__Work to be completed__.
Every line of the entries with the word "below" in it should be shown.

__Data provided__.
==========

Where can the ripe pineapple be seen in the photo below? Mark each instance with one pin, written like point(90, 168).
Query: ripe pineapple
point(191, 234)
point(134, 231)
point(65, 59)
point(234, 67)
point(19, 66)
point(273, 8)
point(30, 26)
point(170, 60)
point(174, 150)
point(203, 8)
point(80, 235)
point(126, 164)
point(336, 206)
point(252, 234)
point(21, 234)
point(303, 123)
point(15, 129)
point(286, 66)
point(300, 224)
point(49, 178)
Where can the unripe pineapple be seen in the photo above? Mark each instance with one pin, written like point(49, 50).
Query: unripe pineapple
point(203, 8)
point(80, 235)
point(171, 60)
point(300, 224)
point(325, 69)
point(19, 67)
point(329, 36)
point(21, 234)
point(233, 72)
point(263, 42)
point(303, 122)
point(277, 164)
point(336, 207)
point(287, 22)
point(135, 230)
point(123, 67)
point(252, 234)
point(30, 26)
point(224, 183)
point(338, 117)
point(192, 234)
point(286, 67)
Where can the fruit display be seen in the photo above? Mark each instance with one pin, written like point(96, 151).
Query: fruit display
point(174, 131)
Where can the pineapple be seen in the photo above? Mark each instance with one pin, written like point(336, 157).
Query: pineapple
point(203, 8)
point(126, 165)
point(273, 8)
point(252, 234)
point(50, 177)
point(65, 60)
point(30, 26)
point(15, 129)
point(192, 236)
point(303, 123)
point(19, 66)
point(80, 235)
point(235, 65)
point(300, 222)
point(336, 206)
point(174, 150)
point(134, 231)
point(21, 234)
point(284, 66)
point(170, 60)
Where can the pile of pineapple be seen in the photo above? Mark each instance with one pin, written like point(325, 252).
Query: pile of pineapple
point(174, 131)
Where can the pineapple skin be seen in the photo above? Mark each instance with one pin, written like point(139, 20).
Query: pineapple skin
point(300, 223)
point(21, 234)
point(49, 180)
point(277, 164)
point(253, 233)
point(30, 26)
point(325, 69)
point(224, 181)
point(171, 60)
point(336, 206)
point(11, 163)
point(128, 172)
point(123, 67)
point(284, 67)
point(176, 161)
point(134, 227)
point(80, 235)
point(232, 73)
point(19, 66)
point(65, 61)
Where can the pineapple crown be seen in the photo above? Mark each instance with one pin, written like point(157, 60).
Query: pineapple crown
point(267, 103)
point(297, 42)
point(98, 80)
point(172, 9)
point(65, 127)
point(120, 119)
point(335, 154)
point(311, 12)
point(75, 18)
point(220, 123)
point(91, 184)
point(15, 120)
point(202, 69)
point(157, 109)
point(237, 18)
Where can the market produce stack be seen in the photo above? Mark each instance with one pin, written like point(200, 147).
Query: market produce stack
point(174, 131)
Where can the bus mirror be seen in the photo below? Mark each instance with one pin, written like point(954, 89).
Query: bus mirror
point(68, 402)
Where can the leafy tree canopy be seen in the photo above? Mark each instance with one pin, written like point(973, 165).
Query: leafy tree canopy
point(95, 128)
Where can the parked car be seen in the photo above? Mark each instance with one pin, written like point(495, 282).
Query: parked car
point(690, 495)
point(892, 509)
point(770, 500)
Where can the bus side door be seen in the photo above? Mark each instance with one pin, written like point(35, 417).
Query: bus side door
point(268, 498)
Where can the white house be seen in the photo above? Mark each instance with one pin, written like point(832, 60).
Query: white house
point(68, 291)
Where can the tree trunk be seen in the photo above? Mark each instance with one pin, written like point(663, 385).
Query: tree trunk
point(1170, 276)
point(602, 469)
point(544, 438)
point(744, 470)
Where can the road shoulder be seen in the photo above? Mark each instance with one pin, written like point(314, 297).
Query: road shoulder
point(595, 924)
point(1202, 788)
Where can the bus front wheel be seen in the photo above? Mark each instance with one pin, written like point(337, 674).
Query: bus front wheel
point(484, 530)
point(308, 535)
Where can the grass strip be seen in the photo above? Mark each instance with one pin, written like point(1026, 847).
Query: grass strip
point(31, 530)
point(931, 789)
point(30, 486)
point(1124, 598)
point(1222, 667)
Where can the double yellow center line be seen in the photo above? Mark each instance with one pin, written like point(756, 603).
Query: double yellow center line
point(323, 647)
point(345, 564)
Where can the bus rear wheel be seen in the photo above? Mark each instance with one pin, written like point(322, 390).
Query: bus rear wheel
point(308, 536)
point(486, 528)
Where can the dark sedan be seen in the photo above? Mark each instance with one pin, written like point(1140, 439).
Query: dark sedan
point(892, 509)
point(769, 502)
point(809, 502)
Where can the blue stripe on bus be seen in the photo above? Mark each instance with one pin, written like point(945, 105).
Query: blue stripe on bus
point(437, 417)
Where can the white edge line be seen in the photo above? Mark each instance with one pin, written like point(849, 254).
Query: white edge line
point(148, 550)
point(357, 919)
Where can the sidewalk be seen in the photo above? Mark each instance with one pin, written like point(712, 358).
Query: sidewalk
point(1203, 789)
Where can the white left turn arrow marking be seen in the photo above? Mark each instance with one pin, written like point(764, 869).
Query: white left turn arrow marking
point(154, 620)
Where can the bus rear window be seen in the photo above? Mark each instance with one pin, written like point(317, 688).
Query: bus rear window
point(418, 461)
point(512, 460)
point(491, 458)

==========

__Exercise response__.
Where can the ripe pineapple be seen in the photo below? Mark each instance with one pin, written like point(90, 168).
Where can the bus mirror be seen in the photo below? Mark each instance with one pin, written like point(954, 89).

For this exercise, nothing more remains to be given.